▸ **STATED PROBLEM A**: Swap "salmon fillet" for "trout fillet" throughout the rows below, and write out those rows again with nothing else changed.

━━━ EXTRACT PROVIDED

Maximum likelihood estimation of the (univariate) lognormal distribution.

Usage

lognormal(lmeanlog = "identitylink", lsdlog = "loge", zero = "sdlog")

Arguments

lmeanlog, lsdlog

Parameter link functions applied to the mean and (positive) \(\sigma\) (standard deviation) parameter. Both of these are on the log scale. See Links for more choices.

zero

Specifies which linear/additive predictor is modelled as intercept-only. For lognormal(), the values can be from the set {1,2} which correspond to mu, sigma, respectively. See CommonVGAMffArguments for more information.

Value

An object of class "vglmff" (see vglmff-class). The object is used by modelling functions such as vglm, and vgam.

━━━━━━

▸ **STATED PROBLEM B**: According to the lognormal documentation, what values can the zero argument take for lognormal(), and what do they correspond to?

━━━ SUPPLIED DATA

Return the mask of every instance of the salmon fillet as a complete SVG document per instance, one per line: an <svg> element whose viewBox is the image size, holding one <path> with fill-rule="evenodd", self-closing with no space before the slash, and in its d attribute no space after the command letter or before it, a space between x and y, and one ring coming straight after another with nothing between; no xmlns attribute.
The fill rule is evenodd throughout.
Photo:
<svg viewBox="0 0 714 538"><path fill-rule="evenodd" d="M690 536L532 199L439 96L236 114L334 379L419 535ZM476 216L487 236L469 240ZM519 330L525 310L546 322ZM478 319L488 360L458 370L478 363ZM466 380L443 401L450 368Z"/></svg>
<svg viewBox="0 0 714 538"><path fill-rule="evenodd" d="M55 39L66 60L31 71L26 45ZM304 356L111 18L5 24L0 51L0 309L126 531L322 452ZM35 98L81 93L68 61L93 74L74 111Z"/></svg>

━━━━━━

▸ **CORRECT RESPONSE A**:
Return the mask of every instance of the trout fillet as a complete SVG document per instance, one per line: an <svg> element whose viewBox is the image size, holding one <path> with fill-rule="evenodd", self-closing with no space before the slash, and in its d attribute no space after the command letter or before it, a space between x and y, and one ring coming straight after another with nothing between; no xmlns attribute.
The fill rule is evenodd throughout.
Photo:
<svg viewBox="0 0 714 538"><path fill-rule="evenodd" d="M690 536L532 199L439 96L236 114L334 379L419 535ZM476 216L487 236L469 240ZM519 330L525 310L546 322ZM478 319L488 360L458 370L478 363ZM466 380L443 401L450 368Z"/></svg>
<svg viewBox="0 0 714 538"><path fill-rule="evenodd" d="M55 39L66 60L31 71L26 45ZM304 356L111 18L5 24L0 51L0 309L126 531L322 452ZM35 98L81 93L68 61L93 74L74 111Z"/></svg>

▸ **CORRECT RESPONSE B**: Values from the set {1,2}, which correspond to mu and sigma, respectively.